• _REQUIRED WORK_: From the entries below, gather each line containing the word "long".
-- Opening Marker --
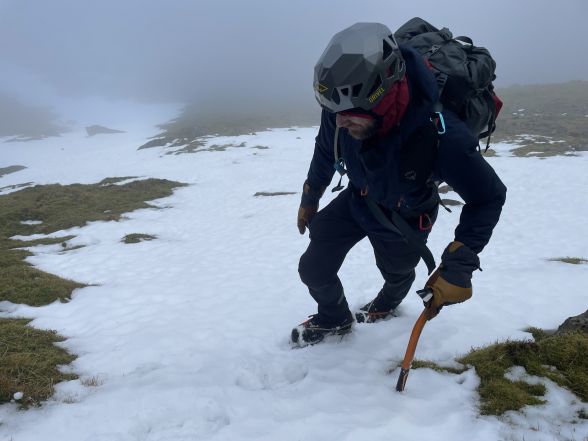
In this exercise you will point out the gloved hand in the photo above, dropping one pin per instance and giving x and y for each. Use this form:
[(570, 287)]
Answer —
[(452, 282), (308, 205)]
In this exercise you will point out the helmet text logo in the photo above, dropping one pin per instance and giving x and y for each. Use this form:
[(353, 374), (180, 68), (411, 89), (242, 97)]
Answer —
[(321, 88)]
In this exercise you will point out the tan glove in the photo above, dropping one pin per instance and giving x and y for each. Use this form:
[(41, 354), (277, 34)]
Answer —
[(305, 215), (452, 282), (308, 205)]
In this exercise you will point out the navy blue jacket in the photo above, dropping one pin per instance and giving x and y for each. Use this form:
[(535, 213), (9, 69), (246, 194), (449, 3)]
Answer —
[(376, 167)]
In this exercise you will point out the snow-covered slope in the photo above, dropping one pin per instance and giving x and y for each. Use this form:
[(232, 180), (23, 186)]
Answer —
[(187, 335)]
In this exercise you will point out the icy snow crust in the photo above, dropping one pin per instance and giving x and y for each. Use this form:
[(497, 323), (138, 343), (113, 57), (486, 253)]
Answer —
[(186, 337)]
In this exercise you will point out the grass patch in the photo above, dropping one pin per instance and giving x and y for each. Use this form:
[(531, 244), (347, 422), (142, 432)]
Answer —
[(60, 207), (570, 260), (553, 113), (558, 357), (137, 237), (29, 362), (425, 364), (561, 358), (29, 358)]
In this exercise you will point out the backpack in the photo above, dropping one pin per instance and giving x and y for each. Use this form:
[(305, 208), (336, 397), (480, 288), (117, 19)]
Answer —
[(464, 73)]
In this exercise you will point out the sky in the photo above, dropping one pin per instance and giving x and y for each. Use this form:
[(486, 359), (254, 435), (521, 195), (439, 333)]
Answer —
[(242, 54)]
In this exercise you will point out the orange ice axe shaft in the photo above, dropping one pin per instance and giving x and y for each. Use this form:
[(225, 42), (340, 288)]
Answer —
[(426, 295)]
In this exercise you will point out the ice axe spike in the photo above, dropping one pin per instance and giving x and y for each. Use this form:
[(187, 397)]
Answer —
[(425, 294)]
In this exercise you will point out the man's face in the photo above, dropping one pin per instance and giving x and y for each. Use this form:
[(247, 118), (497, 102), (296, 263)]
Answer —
[(359, 127)]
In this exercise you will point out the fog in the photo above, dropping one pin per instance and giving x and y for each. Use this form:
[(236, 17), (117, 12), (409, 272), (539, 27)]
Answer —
[(242, 55)]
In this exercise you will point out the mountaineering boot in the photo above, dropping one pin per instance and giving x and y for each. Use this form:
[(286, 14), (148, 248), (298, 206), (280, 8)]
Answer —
[(315, 329), (377, 309)]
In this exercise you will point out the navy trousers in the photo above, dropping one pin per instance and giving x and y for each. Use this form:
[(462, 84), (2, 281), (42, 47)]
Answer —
[(334, 230)]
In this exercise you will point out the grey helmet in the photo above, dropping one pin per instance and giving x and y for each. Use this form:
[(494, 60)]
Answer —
[(357, 68)]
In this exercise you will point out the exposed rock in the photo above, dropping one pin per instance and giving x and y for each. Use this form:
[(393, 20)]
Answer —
[(576, 323), (98, 130)]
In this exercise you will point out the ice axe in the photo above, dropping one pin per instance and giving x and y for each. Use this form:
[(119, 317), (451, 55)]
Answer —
[(425, 294)]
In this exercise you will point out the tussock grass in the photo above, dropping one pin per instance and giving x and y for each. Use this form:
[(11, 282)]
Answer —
[(29, 362), (137, 237), (558, 357), (29, 358)]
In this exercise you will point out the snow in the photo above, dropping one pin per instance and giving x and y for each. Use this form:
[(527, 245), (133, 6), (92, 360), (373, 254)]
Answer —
[(186, 337)]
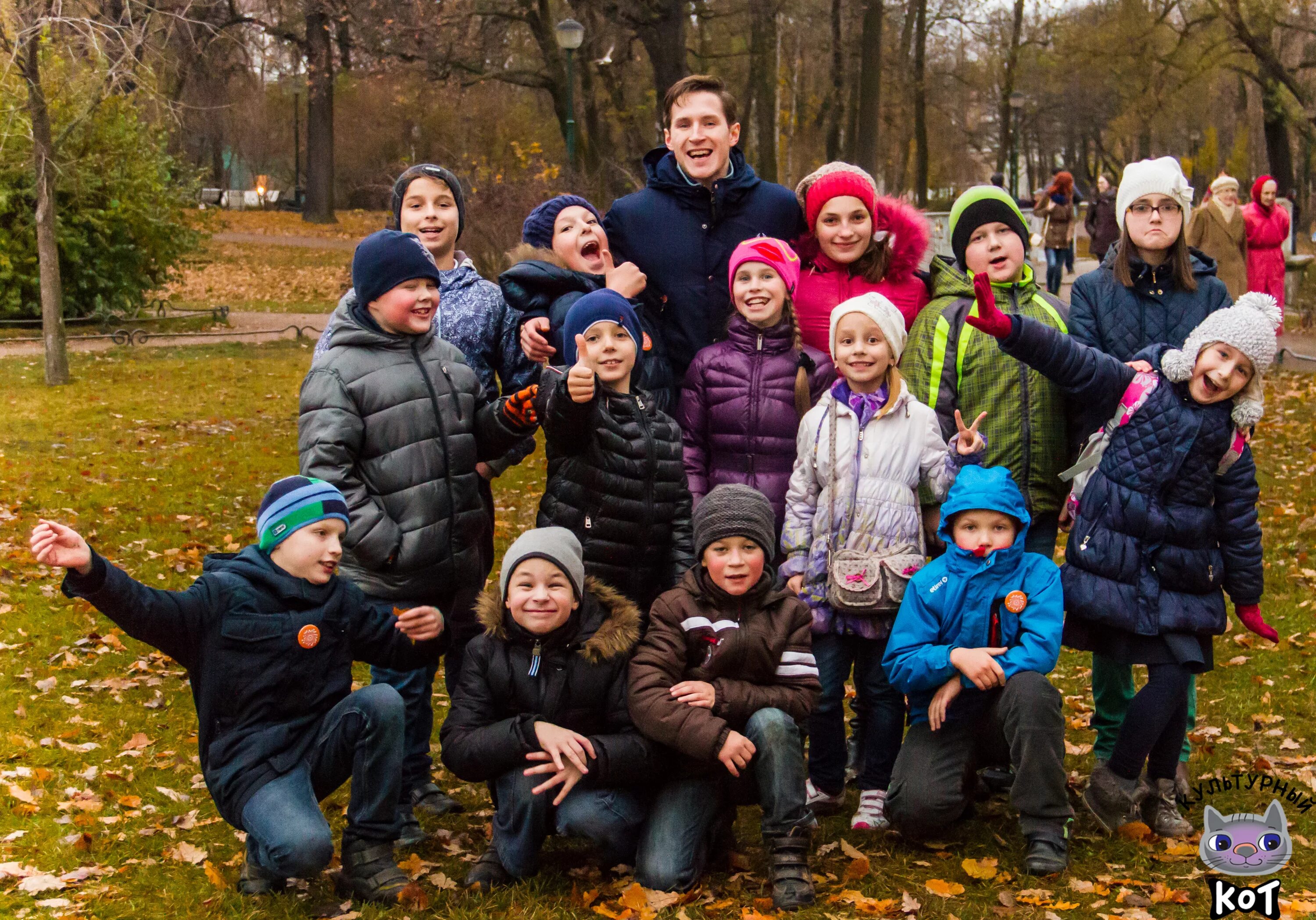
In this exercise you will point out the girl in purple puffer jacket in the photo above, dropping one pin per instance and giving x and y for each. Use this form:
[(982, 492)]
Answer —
[(744, 398)]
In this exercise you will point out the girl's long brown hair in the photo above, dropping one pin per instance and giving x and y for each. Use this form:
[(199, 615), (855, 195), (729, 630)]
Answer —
[(1180, 261)]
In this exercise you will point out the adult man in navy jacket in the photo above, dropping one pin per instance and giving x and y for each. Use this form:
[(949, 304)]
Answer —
[(701, 202)]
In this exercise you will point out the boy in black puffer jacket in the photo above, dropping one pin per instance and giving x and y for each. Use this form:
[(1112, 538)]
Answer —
[(395, 418), (616, 472), (562, 257), (268, 637), (541, 710)]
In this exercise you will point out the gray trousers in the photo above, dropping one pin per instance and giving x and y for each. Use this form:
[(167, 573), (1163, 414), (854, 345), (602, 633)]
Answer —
[(1022, 723)]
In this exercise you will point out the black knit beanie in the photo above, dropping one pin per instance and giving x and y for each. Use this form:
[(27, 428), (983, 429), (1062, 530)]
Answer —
[(429, 172), (735, 511)]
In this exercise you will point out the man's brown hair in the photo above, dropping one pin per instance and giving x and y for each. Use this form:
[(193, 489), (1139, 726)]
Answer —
[(698, 83)]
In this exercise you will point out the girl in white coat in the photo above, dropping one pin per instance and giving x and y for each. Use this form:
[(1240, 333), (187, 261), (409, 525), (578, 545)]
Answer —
[(887, 443)]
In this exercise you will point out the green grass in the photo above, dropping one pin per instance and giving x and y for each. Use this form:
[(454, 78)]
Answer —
[(143, 437)]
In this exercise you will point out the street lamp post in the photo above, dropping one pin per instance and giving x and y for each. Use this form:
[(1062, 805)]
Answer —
[(569, 35), (1016, 108)]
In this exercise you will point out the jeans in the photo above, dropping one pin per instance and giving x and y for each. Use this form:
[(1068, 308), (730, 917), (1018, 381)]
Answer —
[(1112, 691), (1055, 269), (608, 818), (674, 843), (361, 739), (936, 773), (880, 709)]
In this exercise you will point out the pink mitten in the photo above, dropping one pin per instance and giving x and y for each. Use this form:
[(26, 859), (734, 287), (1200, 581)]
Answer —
[(990, 319), (1249, 615)]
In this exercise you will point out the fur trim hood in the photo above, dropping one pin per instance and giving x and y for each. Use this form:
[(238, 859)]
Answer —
[(608, 619)]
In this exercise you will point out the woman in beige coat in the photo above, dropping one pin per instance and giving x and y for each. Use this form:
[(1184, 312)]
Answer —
[(1218, 229)]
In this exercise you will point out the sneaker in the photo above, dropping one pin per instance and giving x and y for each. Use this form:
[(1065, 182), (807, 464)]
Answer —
[(872, 814), (1161, 811), (820, 802)]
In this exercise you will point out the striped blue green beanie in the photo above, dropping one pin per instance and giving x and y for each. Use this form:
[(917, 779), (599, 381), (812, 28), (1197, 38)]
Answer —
[(293, 503)]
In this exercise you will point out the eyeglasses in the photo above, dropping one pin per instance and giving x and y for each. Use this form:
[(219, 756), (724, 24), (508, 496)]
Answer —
[(1165, 208)]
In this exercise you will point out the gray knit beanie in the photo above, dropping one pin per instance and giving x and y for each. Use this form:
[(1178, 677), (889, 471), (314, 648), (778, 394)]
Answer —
[(735, 511), (554, 544)]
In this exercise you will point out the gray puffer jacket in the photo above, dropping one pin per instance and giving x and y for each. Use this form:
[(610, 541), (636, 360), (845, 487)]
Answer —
[(398, 424)]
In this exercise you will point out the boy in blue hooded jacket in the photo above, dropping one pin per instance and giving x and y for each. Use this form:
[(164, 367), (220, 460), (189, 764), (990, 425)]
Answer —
[(977, 634)]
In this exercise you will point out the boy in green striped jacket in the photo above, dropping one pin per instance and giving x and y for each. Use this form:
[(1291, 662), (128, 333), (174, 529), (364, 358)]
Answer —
[(949, 365)]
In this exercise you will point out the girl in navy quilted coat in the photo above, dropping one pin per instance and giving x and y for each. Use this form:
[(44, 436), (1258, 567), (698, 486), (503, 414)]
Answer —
[(744, 398), (1166, 520)]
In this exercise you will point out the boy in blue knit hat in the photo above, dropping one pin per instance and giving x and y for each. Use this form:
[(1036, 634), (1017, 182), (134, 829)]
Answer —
[(616, 477), (395, 418), (268, 637)]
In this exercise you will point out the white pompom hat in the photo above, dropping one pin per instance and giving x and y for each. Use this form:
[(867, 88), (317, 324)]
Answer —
[(1249, 326)]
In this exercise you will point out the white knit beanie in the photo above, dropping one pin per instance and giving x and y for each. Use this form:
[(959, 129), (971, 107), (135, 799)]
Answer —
[(1152, 177), (1249, 326), (881, 311)]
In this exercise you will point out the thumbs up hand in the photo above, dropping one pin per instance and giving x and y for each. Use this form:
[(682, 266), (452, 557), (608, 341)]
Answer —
[(581, 377), (626, 279)]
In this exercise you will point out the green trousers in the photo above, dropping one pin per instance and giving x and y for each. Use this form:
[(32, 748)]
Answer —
[(1112, 689)]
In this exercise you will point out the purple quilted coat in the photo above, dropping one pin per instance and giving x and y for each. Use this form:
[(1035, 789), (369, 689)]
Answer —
[(737, 411)]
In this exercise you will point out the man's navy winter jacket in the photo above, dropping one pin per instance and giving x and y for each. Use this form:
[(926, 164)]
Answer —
[(682, 235), (241, 631), (1159, 533)]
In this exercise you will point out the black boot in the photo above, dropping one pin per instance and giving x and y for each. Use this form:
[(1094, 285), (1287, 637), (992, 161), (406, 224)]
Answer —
[(257, 881), (793, 885), (489, 873), (433, 801), (370, 872)]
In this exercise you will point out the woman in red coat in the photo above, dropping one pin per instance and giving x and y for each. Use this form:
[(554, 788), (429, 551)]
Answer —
[(856, 243), (1268, 232)]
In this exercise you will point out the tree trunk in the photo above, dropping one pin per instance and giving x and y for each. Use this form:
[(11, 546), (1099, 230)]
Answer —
[(762, 85), (48, 248), (920, 104), (1007, 89), (869, 104), (319, 204), (836, 98)]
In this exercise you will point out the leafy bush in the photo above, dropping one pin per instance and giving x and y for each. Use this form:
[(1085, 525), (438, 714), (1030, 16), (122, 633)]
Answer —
[(122, 199)]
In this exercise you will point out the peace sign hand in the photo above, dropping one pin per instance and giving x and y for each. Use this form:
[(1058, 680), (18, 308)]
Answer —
[(969, 441), (581, 377)]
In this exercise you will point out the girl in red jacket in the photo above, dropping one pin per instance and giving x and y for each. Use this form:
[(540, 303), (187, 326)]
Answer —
[(856, 243)]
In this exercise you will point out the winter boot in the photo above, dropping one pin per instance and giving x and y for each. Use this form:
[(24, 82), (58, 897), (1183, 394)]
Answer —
[(370, 873), (1161, 811), (433, 801), (1112, 799), (487, 873), (793, 885)]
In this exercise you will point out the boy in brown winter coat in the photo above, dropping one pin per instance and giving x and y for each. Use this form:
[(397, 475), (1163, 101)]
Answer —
[(726, 677)]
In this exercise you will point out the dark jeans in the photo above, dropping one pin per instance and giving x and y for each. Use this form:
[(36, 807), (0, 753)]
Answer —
[(607, 816), (878, 706), (1055, 269), (361, 739), (674, 843), (1155, 726), (936, 773)]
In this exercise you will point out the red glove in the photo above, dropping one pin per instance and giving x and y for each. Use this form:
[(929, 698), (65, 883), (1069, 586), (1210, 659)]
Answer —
[(990, 319), (1249, 615), (519, 408)]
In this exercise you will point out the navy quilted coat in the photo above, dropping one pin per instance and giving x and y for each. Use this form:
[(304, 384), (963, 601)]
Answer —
[(737, 411), (682, 235), (1159, 533), (1124, 320)]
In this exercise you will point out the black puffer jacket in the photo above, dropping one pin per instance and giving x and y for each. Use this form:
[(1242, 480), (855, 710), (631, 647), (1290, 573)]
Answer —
[(540, 285), (581, 685), (398, 424), (618, 481)]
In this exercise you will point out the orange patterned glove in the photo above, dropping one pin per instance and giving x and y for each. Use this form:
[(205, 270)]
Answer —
[(519, 408)]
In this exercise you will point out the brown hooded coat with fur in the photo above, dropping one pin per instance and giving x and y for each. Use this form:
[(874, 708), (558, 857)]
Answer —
[(581, 685)]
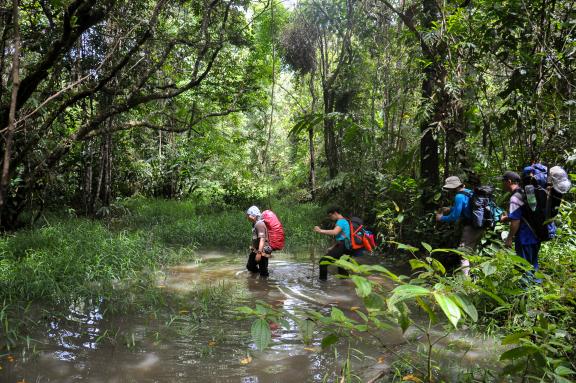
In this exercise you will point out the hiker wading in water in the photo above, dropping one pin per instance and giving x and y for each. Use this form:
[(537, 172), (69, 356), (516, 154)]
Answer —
[(342, 246), (461, 213), (259, 249)]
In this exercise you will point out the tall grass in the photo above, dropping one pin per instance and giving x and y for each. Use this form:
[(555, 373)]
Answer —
[(175, 223), (114, 261)]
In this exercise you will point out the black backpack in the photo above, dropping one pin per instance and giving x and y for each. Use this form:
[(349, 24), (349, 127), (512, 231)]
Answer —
[(536, 219), (482, 207)]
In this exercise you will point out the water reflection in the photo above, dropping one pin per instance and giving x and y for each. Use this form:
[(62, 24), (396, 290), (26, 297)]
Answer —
[(88, 346)]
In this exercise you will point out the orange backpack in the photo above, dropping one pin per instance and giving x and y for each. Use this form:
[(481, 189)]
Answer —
[(358, 238)]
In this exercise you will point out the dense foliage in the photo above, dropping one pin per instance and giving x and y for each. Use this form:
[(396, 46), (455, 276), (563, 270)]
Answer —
[(221, 104)]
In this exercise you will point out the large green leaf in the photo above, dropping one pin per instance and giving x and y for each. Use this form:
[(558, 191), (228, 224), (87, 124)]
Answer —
[(261, 334), (466, 306), (518, 352), (338, 315), (363, 286), (306, 328), (514, 338), (329, 340), (404, 292), (451, 309)]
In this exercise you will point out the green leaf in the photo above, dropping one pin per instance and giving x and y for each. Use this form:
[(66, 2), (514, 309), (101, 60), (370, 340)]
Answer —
[(426, 246), (520, 261), (484, 291), (427, 308), (404, 292), (245, 310), (338, 315), (418, 264), (404, 320), (514, 338), (488, 268), (261, 334), (374, 302), (451, 309), (329, 340), (438, 266), (466, 306), (363, 286), (518, 352), (306, 328), (563, 371), (561, 379), (402, 246)]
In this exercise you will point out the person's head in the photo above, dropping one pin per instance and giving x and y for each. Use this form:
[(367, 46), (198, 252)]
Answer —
[(510, 181), (453, 184), (334, 213), (253, 213)]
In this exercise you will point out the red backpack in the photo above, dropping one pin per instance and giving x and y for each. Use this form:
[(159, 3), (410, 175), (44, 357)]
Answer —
[(275, 230), (358, 237)]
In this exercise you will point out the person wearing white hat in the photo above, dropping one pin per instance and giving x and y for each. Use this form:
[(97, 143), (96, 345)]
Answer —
[(257, 259), (461, 213)]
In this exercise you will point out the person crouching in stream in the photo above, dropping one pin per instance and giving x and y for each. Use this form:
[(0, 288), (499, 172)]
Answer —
[(258, 258), (341, 231)]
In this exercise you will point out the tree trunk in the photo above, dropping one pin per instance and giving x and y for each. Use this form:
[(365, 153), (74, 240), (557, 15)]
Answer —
[(10, 129), (330, 144), (312, 175), (432, 91)]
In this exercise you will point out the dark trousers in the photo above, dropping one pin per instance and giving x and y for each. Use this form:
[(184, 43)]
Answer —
[(257, 267), (336, 251), (529, 253)]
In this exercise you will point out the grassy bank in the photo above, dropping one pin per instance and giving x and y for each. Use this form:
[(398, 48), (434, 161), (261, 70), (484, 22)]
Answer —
[(69, 258)]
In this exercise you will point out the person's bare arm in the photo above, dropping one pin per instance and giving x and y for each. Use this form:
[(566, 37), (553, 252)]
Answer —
[(514, 226), (334, 231)]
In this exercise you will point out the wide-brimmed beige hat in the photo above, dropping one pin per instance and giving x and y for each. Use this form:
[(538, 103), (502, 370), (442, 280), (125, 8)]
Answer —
[(452, 182)]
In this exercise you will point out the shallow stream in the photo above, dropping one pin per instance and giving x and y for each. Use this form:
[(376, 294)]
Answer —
[(91, 346)]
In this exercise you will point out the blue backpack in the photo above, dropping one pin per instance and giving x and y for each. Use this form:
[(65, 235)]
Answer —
[(483, 209)]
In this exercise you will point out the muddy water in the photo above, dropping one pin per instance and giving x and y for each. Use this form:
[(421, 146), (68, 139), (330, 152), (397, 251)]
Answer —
[(91, 346)]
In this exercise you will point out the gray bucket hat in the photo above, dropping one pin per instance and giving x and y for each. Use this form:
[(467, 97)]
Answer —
[(451, 183), (559, 179), (254, 211)]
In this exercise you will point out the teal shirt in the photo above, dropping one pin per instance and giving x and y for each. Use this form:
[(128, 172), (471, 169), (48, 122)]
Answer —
[(345, 233)]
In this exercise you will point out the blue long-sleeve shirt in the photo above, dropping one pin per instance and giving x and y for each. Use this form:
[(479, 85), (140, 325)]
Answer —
[(460, 208)]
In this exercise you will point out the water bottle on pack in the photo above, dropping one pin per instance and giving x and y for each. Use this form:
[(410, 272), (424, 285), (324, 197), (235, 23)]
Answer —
[(530, 197)]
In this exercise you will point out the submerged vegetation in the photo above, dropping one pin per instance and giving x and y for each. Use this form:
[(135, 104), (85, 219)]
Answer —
[(134, 135)]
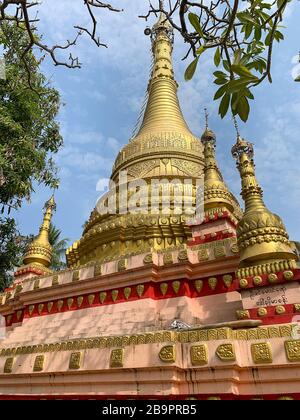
-- Closing Marker --
• _ANSWER TO THIS PROBLEM_:
In this exercise you will point out the girl's long brown hair in the photo above, dropping one pin per instance and giving x and y for each. Use this form:
In this exercise you will point out the blue long-sleeve shirt in the photo above, dropping one pin per instance and giving x and y for each. Use this form:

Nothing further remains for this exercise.